* **What the task asks**:
Answer the following from the obesity genetics text below:
(a) What common measure is used to assess obesity?
(b) How many novel SNP interactions has the work identified, and in a population of how many individuals?
(c) What did the Graduate Alumni Research Award make possible?

* **Document extract**:
★ ★ ★
Rishika De is a PhD candidate in computational genetics in the Department of Genetics with experience in obesity-related interdisciplinary research combining genetics, computer science and statistics, and a deep-set interest in the business of healthcare.
The global obesity epidemic no longer affects only industrialized nations, it is making its mark in developing nations as well, especially among children. Obesity is a well-known risk factor for various diseases such as heart disease, type 2 diabetes, and certain types of cancer. Although our lifestyle and food choices are important in helping us control obesity there is also a strong genetic component. A common measure used to assess obesity is an individual’s Body Mass Index (BMI). Researchers have shown that obesity tends to cluster within families, and identical twins show greater similarity in their BMI levels than fraternal twins.
Technical advancements in the field have made genome-wide association studies (GWAS) possible, which allow researchers to query a million or more genetic variants called Single Nucleotide Polymorphisms (SNPs), which are mutations at single points in the DNA within the genome. Such studies enable researchers to capture most of the variation observed in the human genome. So far, researchers have focused on studying genetic variants one at a time, to test their association with a certain disease. Unfortunately, these studies have identified only a few genetic variants that have been able to explain a moderate or large increase in disease risk. This highlights the importance of considering the genomic and environmental context of each SNP. Our search is motivated by the phenomenon of ‘epistasis’ – multiple interacting SNPs which have smaller individual effects on a phenotype and may display a larger effect via their interaction.
One of my projects focuses on studying interactions between genes that are highly associated with BMI, using innovative bioinformatics methods in addition to traditional biostatistics. Thus far, my work has identified 6 novel interactions between SNPs that were highly associated with BMI in a population of 18,686 individuals.
However, the culmination of our work lies in predictive, personalized, and precision medicine – where we can ultimately use genetic information to predict an individual’s chance of developing obesity. With the advent of new technologies, personal genetic testing kits have become inexpensive and widely available to consumers. The Graduate Alumni Research Award enabled me to submit a DNA sample for personal genetic testing. This process furthered my understanding of the effects of personalized medicine on a consumer or patient. I was able to experience first-hand the decision making process involved in agreeing to undergo genetic testing. Specifically, I was able to identify important issues for an individual to consider – such as concerns regarding privacy, data ownership, genetic discrimination, and how to interpret and utilize the data provided in the test results. Ultimately, I was not only able to appreciate the utility and consequences of our research, but also recognize that there is still much to be done in interpreting the complex relationship between an individual’s genotype, environment and phenotype.
★ ★ ★
* **Data to examine**:
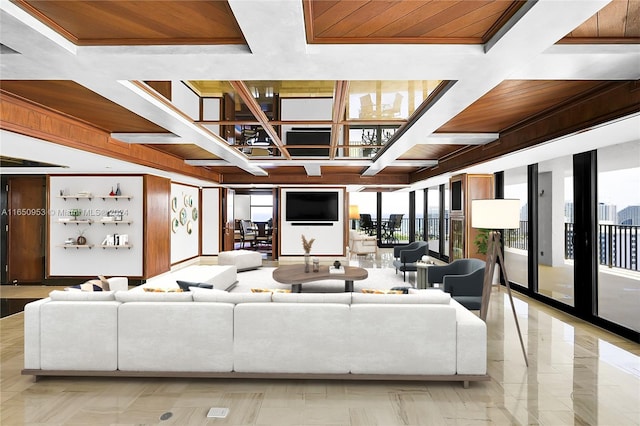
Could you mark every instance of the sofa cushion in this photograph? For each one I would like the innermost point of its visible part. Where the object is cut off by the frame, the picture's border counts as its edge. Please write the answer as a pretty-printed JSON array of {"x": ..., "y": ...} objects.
[
  {"x": 381, "y": 291},
  {"x": 186, "y": 285},
  {"x": 82, "y": 296},
  {"x": 421, "y": 298},
  {"x": 343, "y": 298},
  {"x": 145, "y": 296},
  {"x": 205, "y": 295},
  {"x": 432, "y": 295}
]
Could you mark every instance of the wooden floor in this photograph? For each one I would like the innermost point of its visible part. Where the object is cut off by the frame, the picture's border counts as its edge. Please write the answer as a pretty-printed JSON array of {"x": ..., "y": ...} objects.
[{"x": 577, "y": 375}]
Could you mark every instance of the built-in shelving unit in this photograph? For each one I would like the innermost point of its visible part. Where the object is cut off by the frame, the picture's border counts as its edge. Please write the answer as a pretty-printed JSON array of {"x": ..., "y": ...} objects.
[
  {"x": 116, "y": 197},
  {"x": 116, "y": 222},
  {"x": 76, "y": 246},
  {"x": 77, "y": 222},
  {"x": 76, "y": 197},
  {"x": 83, "y": 201}
]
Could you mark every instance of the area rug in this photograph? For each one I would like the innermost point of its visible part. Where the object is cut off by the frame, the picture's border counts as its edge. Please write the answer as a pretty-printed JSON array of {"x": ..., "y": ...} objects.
[{"x": 379, "y": 278}]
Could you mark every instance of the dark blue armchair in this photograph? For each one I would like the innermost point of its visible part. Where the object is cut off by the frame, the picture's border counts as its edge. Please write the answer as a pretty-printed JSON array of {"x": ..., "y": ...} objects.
[{"x": 463, "y": 279}]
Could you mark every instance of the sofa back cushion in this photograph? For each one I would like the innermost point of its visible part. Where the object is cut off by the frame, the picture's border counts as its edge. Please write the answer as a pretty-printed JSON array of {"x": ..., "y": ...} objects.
[
  {"x": 424, "y": 297},
  {"x": 343, "y": 298},
  {"x": 148, "y": 296},
  {"x": 205, "y": 295},
  {"x": 82, "y": 296}
]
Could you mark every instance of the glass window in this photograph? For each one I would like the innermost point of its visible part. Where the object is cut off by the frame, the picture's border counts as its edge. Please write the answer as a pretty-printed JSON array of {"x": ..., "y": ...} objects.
[
  {"x": 395, "y": 218},
  {"x": 366, "y": 202},
  {"x": 618, "y": 234},
  {"x": 516, "y": 241},
  {"x": 447, "y": 222},
  {"x": 433, "y": 218},
  {"x": 555, "y": 229},
  {"x": 261, "y": 208},
  {"x": 419, "y": 225}
]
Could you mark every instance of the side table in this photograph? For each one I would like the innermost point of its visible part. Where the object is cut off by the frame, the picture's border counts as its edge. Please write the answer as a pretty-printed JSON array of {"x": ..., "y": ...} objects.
[{"x": 421, "y": 274}]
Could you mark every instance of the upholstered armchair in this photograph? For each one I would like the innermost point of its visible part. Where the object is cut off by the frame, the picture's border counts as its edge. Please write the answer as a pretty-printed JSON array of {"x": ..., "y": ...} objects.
[
  {"x": 407, "y": 257},
  {"x": 463, "y": 279},
  {"x": 361, "y": 244}
]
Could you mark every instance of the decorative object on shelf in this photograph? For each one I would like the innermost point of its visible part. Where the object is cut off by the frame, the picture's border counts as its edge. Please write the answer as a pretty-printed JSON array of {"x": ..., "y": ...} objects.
[
  {"x": 75, "y": 213},
  {"x": 373, "y": 138},
  {"x": 306, "y": 246},
  {"x": 81, "y": 240},
  {"x": 495, "y": 215},
  {"x": 115, "y": 214}
]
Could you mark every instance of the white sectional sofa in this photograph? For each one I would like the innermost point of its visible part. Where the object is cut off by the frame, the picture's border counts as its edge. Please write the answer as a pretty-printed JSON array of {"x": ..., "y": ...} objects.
[
  {"x": 213, "y": 333},
  {"x": 222, "y": 277}
]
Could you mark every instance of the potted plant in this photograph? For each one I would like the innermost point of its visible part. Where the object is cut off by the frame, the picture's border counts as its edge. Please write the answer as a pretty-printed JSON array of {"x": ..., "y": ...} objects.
[{"x": 75, "y": 213}]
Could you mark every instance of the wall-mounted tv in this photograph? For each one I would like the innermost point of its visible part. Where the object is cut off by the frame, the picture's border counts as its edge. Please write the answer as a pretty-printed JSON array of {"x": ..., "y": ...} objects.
[{"x": 312, "y": 206}]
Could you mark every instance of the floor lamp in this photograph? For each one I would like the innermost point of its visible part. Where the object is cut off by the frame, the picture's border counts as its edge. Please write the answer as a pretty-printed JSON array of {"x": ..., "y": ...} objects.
[
  {"x": 495, "y": 215},
  {"x": 354, "y": 214}
]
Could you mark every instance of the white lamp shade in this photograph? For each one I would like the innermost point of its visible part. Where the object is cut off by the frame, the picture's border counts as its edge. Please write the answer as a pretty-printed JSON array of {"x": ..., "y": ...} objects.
[{"x": 495, "y": 214}]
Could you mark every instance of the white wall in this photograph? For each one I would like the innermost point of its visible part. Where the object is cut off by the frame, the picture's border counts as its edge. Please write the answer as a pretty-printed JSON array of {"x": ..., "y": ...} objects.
[
  {"x": 242, "y": 207},
  {"x": 211, "y": 224},
  {"x": 329, "y": 240},
  {"x": 185, "y": 224},
  {"x": 89, "y": 262}
]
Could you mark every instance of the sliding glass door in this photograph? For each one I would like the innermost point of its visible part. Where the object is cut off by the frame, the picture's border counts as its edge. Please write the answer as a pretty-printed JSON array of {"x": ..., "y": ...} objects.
[
  {"x": 555, "y": 230},
  {"x": 516, "y": 241},
  {"x": 619, "y": 234}
]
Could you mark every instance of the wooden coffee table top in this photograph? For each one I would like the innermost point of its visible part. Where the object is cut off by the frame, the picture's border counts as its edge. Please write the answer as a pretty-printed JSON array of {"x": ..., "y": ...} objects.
[{"x": 294, "y": 274}]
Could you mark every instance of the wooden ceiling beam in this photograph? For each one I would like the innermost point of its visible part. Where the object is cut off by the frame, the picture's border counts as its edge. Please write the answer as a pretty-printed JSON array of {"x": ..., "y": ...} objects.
[
  {"x": 340, "y": 94},
  {"x": 254, "y": 107}
]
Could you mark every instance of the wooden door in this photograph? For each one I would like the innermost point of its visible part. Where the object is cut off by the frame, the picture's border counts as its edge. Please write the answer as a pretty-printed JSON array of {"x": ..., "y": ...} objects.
[
  {"x": 228, "y": 219},
  {"x": 27, "y": 212},
  {"x": 276, "y": 224}
]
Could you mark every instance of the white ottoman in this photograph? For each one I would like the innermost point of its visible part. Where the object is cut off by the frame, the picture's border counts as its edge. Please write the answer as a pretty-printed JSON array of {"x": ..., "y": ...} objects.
[{"x": 242, "y": 259}]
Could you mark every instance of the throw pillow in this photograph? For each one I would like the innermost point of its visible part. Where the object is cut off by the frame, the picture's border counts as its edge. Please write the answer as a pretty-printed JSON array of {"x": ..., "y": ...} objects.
[
  {"x": 379, "y": 291},
  {"x": 162, "y": 290},
  {"x": 184, "y": 285},
  {"x": 270, "y": 290},
  {"x": 104, "y": 282},
  {"x": 91, "y": 285}
]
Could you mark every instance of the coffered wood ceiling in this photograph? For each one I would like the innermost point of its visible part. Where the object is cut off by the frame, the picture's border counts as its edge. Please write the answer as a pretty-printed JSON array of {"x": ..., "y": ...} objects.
[{"x": 500, "y": 66}]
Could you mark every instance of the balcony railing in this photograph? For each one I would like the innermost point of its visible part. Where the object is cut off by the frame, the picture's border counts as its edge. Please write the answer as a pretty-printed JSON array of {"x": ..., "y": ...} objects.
[{"x": 617, "y": 248}]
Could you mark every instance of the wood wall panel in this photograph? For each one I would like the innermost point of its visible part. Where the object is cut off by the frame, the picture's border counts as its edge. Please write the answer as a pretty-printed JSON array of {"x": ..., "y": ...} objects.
[
  {"x": 25, "y": 242},
  {"x": 157, "y": 220},
  {"x": 23, "y": 117}
]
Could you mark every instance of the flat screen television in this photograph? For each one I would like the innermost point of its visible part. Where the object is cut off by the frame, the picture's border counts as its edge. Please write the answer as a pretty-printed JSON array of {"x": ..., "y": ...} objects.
[
  {"x": 312, "y": 206},
  {"x": 320, "y": 138}
]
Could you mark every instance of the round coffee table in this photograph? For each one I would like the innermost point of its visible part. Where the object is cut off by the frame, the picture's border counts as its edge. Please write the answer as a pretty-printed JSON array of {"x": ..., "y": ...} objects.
[{"x": 295, "y": 276}]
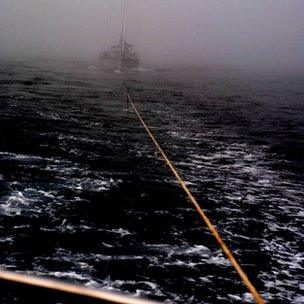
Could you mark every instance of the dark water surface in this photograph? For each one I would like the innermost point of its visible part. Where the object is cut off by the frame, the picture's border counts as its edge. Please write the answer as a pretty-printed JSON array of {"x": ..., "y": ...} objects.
★ ★ ★
* **Reply to the exercise**:
(a) An individual's Body Mass Index (BMI).
(b) Six novel interactions, in a population of 18,686 individuals.
(c) It made it possible to submit a DNA sample for personal genetic testing.